--- begin DATA FOR THE TASK ---

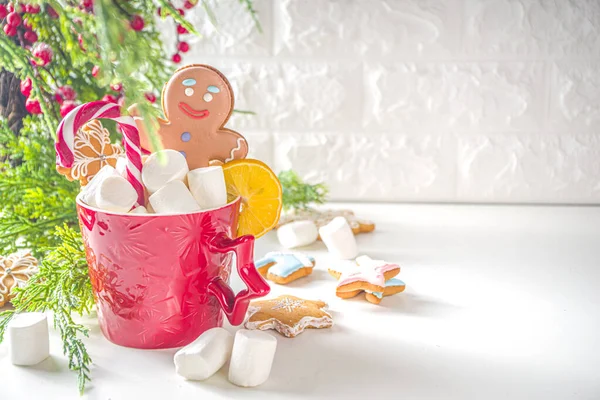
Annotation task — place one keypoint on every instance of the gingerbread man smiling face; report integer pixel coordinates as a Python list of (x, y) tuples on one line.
[(197, 102)]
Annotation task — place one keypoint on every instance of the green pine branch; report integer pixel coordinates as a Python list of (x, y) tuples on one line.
[(300, 195)]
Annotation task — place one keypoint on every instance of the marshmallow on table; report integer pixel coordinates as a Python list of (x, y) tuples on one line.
[(115, 193), (251, 358), (173, 198), (29, 339), (297, 234), (339, 239), (157, 172), (139, 210), (88, 192), (203, 357), (208, 186)]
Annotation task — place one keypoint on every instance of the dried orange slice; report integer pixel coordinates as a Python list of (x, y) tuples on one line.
[(260, 191)]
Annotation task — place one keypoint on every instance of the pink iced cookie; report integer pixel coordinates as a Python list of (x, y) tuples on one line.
[(363, 274)]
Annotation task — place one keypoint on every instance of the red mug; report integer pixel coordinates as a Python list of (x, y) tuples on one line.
[(159, 281)]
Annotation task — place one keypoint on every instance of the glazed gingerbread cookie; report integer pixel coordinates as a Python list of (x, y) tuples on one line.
[(92, 150), (197, 102), (288, 315), (285, 267), (368, 276)]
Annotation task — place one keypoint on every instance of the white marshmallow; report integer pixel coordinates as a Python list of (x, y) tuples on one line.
[(29, 339), (88, 192), (339, 239), (208, 186), (203, 357), (116, 194), (139, 210), (251, 358), (297, 234), (157, 173), (173, 198), (121, 166)]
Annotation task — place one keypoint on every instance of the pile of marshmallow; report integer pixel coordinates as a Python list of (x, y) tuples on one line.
[(337, 236), (171, 186)]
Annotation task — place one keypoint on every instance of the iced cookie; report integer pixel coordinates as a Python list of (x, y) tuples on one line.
[(15, 271), (288, 315), (392, 286), (92, 150), (365, 274), (285, 267), (323, 217), (197, 102)]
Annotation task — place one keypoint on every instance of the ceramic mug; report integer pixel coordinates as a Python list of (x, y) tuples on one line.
[(159, 281)]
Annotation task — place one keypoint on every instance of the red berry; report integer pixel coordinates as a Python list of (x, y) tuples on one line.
[(137, 23), (33, 106), (183, 47), (181, 30), (10, 30), (150, 97), (26, 87), (30, 36), (51, 12), (67, 107), (13, 19), (109, 97), (67, 92), (43, 52)]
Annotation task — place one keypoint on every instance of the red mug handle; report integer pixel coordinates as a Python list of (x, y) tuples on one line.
[(235, 306)]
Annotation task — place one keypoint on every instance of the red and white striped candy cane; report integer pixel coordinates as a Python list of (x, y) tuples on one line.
[(65, 138)]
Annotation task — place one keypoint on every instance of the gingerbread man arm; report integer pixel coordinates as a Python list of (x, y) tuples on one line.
[(229, 145)]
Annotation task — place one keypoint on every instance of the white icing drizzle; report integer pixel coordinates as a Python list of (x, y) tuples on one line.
[(239, 146)]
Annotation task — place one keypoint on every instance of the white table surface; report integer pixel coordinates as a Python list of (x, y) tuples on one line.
[(501, 303)]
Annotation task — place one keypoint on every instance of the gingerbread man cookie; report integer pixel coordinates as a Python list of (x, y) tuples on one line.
[(92, 150), (288, 315), (197, 102)]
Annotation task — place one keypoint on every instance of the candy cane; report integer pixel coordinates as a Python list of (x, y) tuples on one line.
[(65, 138)]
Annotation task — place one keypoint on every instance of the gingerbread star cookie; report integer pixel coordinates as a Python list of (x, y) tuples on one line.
[(323, 217), (285, 267), (375, 278), (288, 315), (15, 271), (197, 102), (92, 150)]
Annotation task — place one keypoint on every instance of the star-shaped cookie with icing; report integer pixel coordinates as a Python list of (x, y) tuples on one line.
[(285, 267), (364, 274), (197, 102), (92, 150), (288, 315), (15, 271)]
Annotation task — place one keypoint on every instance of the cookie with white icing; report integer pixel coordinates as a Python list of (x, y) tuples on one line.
[(288, 315), (284, 267)]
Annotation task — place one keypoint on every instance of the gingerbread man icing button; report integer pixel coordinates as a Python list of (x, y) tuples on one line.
[(197, 102)]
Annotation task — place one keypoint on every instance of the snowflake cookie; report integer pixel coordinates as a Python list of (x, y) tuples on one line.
[(15, 271), (285, 267), (288, 315)]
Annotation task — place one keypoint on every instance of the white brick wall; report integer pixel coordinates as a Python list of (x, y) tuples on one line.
[(418, 100)]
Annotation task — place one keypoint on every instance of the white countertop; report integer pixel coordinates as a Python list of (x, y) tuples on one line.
[(502, 302)]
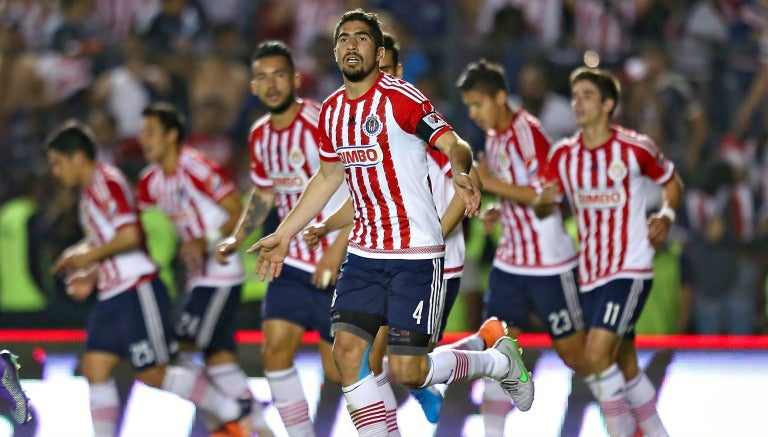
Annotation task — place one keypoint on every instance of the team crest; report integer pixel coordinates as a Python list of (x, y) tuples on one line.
[(296, 158), (617, 170), (372, 126)]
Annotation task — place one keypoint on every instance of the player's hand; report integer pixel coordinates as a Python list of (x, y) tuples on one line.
[(314, 234), (225, 249), (80, 284), (490, 218), (192, 252), (658, 228), (272, 251), (469, 192)]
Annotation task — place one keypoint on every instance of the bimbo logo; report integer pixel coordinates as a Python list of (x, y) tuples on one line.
[(614, 197), (360, 155)]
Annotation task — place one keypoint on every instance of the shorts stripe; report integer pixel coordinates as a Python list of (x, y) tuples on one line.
[(629, 310), (571, 292), (211, 316), (153, 321)]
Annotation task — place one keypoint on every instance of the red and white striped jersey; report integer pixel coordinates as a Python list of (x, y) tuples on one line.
[(107, 205), (284, 160), (605, 188), (529, 245), (443, 191), (190, 198), (379, 137)]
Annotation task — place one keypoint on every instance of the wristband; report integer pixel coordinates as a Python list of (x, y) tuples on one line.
[(667, 212)]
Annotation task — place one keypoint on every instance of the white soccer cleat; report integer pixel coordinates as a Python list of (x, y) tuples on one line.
[(518, 381)]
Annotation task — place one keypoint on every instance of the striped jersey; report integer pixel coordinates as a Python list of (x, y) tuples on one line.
[(283, 160), (529, 245), (105, 206), (443, 191), (605, 188), (379, 137), (190, 198)]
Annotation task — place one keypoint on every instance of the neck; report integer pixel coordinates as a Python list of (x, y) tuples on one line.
[(357, 89), (595, 135), (285, 118), (168, 162)]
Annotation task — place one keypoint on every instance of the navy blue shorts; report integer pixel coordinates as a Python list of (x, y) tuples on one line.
[(294, 298), (554, 299), (451, 293), (616, 305), (406, 294), (206, 317), (134, 325)]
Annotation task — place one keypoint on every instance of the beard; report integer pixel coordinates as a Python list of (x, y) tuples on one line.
[(282, 106), (357, 75)]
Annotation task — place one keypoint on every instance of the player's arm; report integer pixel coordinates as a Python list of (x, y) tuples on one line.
[(659, 223), (273, 248), (460, 155)]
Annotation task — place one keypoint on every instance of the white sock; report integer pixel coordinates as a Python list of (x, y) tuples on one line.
[(366, 408), (232, 381), (105, 408), (288, 397), (472, 343), (641, 399), (608, 389), (390, 403), (197, 389), (495, 407), (451, 365)]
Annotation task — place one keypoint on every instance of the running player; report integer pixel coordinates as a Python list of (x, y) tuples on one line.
[(201, 202), (534, 270), (284, 156), (129, 319), (602, 169), (372, 133)]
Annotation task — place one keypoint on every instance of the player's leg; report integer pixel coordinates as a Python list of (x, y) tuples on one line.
[(357, 313)]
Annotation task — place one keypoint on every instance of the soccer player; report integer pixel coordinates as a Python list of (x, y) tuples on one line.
[(201, 202), (284, 156), (602, 169), (372, 133), (129, 319), (534, 269), (10, 388)]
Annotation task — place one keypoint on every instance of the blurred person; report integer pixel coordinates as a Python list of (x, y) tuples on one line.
[(201, 202), (603, 170), (535, 96), (284, 157), (372, 133), (129, 321), (534, 270)]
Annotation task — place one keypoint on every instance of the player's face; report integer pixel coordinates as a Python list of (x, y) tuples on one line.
[(387, 65), (588, 108), (63, 167), (155, 140), (484, 109), (356, 52), (274, 83)]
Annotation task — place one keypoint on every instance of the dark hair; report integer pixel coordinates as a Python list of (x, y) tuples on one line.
[(484, 76), (70, 137), (273, 48), (605, 81), (170, 117), (391, 45), (369, 18)]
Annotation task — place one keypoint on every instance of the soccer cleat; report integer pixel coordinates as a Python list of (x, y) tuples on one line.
[(10, 388), (491, 330), (518, 382), (431, 401)]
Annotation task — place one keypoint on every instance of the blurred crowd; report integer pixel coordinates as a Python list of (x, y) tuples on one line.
[(694, 73)]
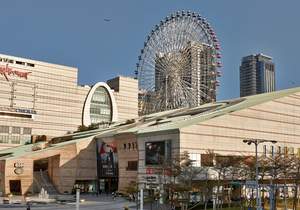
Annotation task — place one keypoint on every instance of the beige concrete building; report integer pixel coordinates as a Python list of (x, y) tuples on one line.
[(43, 100), (133, 150)]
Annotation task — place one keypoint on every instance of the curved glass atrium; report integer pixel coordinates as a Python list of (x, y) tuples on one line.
[(100, 109)]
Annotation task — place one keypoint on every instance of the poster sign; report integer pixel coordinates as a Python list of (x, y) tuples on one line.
[(107, 160), (7, 71), (157, 152)]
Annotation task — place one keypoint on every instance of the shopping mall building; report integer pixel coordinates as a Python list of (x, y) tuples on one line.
[(110, 157)]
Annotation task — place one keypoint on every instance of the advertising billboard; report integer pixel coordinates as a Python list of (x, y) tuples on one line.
[(107, 160)]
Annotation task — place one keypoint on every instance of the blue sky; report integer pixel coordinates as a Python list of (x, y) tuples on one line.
[(74, 33)]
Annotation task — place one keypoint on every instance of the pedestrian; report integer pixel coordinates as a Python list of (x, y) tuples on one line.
[(28, 206)]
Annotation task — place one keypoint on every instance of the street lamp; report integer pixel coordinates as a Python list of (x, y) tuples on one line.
[(256, 142)]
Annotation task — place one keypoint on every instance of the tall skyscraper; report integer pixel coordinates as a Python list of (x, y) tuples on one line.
[(193, 69), (257, 75)]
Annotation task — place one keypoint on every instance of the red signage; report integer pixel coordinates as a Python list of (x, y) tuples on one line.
[(6, 71)]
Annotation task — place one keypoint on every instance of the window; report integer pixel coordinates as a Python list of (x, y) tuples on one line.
[(4, 129), (20, 62), (15, 139), (285, 150), (291, 150), (16, 130), (27, 131), (207, 160), (265, 150), (4, 139), (278, 150), (132, 166), (30, 64)]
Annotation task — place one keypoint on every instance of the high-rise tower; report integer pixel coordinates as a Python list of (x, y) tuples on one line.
[(257, 75)]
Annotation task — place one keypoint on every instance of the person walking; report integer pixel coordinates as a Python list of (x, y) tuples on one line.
[(28, 206)]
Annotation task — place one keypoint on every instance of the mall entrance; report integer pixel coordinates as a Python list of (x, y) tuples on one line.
[(15, 187)]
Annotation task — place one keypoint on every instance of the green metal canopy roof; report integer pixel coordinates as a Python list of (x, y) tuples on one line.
[(158, 122)]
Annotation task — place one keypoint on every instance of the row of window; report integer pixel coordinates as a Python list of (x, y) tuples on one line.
[(10, 139), (15, 130), (280, 150)]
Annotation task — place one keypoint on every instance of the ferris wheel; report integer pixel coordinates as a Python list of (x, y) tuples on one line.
[(178, 65)]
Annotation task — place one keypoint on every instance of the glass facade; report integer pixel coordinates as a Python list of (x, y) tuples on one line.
[(101, 107)]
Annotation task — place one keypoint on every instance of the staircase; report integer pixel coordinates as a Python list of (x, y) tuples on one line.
[(42, 180)]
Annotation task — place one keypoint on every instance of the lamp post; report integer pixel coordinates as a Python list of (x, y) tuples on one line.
[(256, 142)]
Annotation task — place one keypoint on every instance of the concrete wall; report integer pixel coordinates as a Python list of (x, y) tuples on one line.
[(274, 120), (75, 161), (124, 155)]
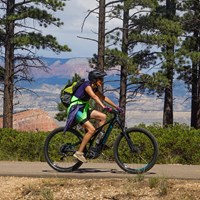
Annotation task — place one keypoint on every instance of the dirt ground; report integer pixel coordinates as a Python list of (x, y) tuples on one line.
[(97, 189)]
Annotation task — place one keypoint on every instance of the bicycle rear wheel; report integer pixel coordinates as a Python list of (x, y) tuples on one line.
[(138, 152), (59, 148)]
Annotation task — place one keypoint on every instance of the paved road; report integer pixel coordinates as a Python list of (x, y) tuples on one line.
[(96, 170)]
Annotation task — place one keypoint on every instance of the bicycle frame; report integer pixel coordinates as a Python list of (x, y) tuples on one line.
[(114, 120)]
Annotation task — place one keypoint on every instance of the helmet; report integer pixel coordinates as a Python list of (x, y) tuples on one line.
[(95, 74)]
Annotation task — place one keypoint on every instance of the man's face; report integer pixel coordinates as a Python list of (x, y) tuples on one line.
[(99, 82)]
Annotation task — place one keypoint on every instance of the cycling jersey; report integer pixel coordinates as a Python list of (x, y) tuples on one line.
[(79, 110)]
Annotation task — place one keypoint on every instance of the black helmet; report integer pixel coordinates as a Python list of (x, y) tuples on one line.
[(95, 74)]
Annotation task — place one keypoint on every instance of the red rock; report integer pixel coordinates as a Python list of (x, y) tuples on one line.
[(32, 120)]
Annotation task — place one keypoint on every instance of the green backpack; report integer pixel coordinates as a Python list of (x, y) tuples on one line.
[(68, 91)]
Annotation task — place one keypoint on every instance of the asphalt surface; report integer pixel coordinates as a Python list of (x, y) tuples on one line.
[(96, 170)]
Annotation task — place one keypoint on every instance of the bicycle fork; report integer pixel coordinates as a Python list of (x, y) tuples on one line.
[(133, 148)]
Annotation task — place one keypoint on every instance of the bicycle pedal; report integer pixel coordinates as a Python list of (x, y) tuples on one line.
[(106, 147)]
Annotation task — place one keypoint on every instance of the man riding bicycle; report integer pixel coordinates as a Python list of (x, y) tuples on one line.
[(80, 112)]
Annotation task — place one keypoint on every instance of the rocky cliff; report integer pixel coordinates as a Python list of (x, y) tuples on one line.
[(32, 120)]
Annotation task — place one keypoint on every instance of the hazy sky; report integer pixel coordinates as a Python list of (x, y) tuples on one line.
[(73, 15)]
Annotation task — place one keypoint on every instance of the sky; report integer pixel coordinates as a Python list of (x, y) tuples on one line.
[(73, 15)]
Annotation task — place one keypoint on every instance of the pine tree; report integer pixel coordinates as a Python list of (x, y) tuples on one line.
[(18, 35), (190, 73)]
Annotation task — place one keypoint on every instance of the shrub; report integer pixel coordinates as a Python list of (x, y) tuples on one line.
[(177, 144)]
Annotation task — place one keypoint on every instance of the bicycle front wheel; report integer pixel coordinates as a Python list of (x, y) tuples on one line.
[(136, 151), (59, 148)]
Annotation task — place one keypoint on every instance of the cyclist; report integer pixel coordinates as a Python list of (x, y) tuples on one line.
[(80, 112)]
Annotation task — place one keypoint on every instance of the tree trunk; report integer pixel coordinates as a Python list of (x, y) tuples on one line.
[(198, 101), (195, 104), (123, 76), (168, 106), (168, 100), (101, 43), (194, 97), (9, 69)]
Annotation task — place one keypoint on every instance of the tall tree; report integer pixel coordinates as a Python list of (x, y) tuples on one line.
[(18, 35), (191, 50), (169, 49), (126, 39)]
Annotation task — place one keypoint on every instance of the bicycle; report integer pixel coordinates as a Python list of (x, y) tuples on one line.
[(135, 149)]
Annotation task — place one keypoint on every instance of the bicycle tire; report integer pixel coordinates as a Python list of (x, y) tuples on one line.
[(143, 155), (59, 148)]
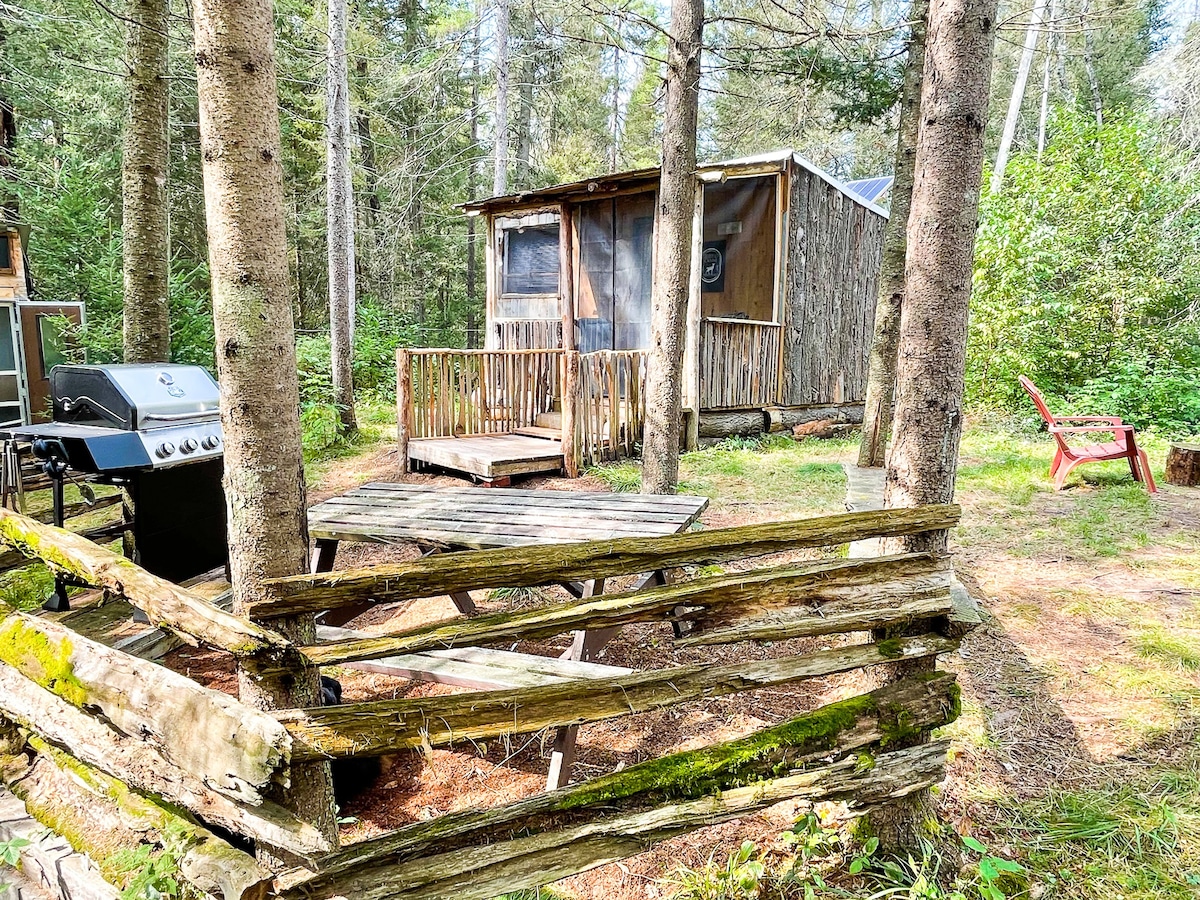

--- end DATA FOR THE TASK ---

SHORT TASK: Duplicate the rows above word for word, from the line containing "of the cycling" through the line containing "[(79, 110)]", with both of those lines included.

RESULT:
Annotation task — place one keypoint on every instance of the cycling jersey; report integer pixel coordinates as a Python list of (x, y) tuples on one line.
[(79, 110)]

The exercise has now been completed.